What is required
Include only the line with "of the overturned" and the lines after it, each reproduced exactly as it stands in the entries below.

Dataset content

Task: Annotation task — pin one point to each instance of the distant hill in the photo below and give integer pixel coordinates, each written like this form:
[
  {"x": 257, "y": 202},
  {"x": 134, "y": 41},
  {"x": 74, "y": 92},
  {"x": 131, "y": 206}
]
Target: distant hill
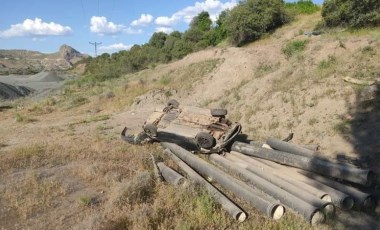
[{"x": 26, "y": 62}]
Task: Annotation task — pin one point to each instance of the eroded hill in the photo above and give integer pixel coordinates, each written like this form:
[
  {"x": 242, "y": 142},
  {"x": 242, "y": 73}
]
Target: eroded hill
[
  {"x": 30, "y": 62},
  {"x": 64, "y": 165}
]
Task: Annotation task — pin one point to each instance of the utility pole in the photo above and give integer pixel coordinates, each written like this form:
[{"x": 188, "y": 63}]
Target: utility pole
[{"x": 96, "y": 45}]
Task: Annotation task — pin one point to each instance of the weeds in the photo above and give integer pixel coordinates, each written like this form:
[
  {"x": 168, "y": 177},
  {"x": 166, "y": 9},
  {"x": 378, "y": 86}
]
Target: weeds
[
  {"x": 265, "y": 68},
  {"x": 294, "y": 47},
  {"x": 85, "y": 200},
  {"x": 329, "y": 63}
]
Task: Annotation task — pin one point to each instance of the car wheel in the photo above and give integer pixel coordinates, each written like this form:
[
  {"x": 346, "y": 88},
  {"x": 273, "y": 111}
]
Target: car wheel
[
  {"x": 150, "y": 130},
  {"x": 205, "y": 140},
  {"x": 218, "y": 112},
  {"x": 174, "y": 103}
]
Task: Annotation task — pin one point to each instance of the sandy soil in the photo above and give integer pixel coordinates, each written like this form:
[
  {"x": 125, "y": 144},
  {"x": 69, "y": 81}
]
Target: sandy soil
[
  {"x": 39, "y": 84},
  {"x": 268, "y": 93}
]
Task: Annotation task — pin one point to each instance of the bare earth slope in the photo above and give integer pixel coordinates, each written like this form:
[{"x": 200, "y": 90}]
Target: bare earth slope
[{"x": 62, "y": 164}]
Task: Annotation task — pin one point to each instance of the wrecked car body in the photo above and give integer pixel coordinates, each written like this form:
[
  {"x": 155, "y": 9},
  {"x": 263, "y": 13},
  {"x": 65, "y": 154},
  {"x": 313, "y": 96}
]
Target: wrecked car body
[{"x": 207, "y": 130}]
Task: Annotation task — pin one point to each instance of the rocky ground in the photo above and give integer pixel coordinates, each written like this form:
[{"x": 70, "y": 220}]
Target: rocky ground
[{"x": 63, "y": 165}]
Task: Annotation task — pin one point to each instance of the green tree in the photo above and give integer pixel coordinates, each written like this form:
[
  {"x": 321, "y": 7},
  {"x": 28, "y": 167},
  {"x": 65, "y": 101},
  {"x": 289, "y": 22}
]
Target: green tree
[
  {"x": 202, "y": 21},
  {"x": 158, "y": 39},
  {"x": 250, "y": 19},
  {"x": 351, "y": 13}
]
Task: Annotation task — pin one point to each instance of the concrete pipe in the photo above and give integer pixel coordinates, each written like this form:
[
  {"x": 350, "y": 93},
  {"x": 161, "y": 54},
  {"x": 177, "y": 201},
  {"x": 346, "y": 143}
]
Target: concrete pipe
[
  {"x": 251, "y": 162},
  {"x": 170, "y": 175},
  {"x": 313, "y": 164},
  {"x": 362, "y": 201},
  {"x": 326, "y": 206},
  {"x": 289, "y": 147},
  {"x": 311, "y": 213},
  {"x": 339, "y": 199},
  {"x": 229, "y": 206},
  {"x": 272, "y": 208}
]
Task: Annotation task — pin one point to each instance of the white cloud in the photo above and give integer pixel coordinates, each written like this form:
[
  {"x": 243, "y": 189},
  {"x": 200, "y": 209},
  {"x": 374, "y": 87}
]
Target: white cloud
[
  {"x": 166, "y": 30},
  {"x": 36, "y": 27},
  {"x": 115, "y": 47},
  {"x": 144, "y": 20},
  {"x": 130, "y": 30},
  {"x": 166, "y": 21},
  {"x": 214, "y": 7},
  {"x": 101, "y": 26}
]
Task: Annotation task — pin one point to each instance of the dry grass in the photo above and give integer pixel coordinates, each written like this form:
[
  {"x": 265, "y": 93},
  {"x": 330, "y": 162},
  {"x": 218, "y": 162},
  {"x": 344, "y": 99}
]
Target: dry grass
[{"x": 70, "y": 170}]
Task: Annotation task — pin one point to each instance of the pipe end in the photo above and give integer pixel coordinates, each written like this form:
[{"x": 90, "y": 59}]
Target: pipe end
[
  {"x": 326, "y": 197},
  {"x": 347, "y": 203},
  {"x": 277, "y": 212},
  {"x": 241, "y": 217},
  {"x": 369, "y": 205},
  {"x": 317, "y": 218},
  {"x": 329, "y": 210}
]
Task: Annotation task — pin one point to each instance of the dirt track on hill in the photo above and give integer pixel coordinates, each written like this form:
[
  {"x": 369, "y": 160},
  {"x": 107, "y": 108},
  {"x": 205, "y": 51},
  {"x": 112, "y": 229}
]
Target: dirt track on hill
[{"x": 68, "y": 154}]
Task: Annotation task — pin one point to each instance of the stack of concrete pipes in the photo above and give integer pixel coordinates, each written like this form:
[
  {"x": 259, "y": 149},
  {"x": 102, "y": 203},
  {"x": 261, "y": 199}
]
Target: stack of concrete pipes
[{"x": 261, "y": 178}]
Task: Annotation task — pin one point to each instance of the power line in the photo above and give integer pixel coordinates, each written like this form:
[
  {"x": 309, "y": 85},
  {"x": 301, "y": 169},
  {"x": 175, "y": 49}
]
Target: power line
[
  {"x": 98, "y": 8},
  {"x": 96, "y": 47}
]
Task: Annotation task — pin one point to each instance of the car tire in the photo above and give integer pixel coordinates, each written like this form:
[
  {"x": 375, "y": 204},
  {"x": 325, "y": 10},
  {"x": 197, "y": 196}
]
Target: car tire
[
  {"x": 218, "y": 112},
  {"x": 174, "y": 103},
  {"x": 205, "y": 140},
  {"x": 150, "y": 130}
]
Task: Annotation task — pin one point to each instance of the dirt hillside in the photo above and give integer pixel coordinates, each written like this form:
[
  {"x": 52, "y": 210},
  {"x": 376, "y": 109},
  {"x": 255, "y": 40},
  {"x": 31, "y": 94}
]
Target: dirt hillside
[{"x": 62, "y": 163}]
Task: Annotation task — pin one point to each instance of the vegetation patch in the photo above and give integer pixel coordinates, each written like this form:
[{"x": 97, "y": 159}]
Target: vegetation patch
[
  {"x": 351, "y": 13},
  {"x": 294, "y": 47},
  {"x": 302, "y": 7}
]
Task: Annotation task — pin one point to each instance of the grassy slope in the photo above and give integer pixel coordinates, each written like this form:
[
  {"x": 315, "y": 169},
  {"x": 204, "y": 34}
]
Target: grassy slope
[{"x": 62, "y": 163}]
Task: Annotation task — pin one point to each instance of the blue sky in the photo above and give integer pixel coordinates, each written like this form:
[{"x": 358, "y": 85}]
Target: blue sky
[{"x": 44, "y": 25}]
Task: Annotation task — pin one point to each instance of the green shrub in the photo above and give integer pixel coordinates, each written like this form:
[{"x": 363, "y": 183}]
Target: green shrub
[
  {"x": 351, "y": 13},
  {"x": 302, "y": 7},
  {"x": 251, "y": 19},
  {"x": 294, "y": 47}
]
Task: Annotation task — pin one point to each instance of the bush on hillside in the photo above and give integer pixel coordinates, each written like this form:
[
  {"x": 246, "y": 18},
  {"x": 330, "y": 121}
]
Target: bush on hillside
[
  {"x": 351, "y": 13},
  {"x": 302, "y": 7},
  {"x": 250, "y": 19}
]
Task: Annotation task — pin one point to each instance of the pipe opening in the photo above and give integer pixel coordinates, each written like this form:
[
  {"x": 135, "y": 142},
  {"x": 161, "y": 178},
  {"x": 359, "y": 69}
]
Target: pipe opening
[
  {"x": 369, "y": 204},
  {"x": 370, "y": 178},
  {"x": 347, "y": 203},
  {"x": 329, "y": 210},
  {"x": 241, "y": 217},
  {"x": 277, "y": 212},
  {"x": 317, "y": 218},
  {"x": 326, "y": 197}
]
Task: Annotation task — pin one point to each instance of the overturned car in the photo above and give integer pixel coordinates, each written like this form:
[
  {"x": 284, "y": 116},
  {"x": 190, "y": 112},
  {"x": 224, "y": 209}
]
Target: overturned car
[{"x": 207, "y": 130}]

Written answer
Task: Annotation task — pin one point to each instance of the overturned car in the photo above and give integer pixel coordinates, each written like this form:
[
  {"x": 284, "y": 116},
  {"x": 190, "y": 112},
  {"x": 224, "y": 209}
]
Target: overturned car
[{"x": 207, "y": 130}]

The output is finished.